Each line in the entries below that holds the word "black" belongs in the answer.

***** RECORDS FOR THE TASK *****

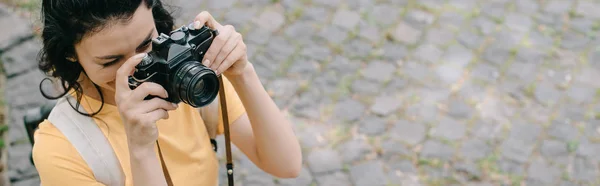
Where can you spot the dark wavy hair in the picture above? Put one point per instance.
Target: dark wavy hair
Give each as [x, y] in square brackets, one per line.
[65, 23]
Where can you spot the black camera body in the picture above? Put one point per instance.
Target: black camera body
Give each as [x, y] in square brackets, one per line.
[175, 64]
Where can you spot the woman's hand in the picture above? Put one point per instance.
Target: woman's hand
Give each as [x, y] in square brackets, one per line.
[139, 115]
[227, 53]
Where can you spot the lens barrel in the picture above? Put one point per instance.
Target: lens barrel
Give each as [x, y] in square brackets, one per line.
[195, 84]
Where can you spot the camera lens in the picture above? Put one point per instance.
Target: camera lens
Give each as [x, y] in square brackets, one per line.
[195, 84]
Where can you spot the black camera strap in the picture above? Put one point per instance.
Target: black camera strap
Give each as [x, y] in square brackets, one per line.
[229, 164]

*****

COMPLETED TASK —
Where can you spot the black camera body in the picture above? Put one point per instance.
Target: black camera body
Where can you spot the black camera strap in the picture above? Put one point per instance.
Target: black camera strap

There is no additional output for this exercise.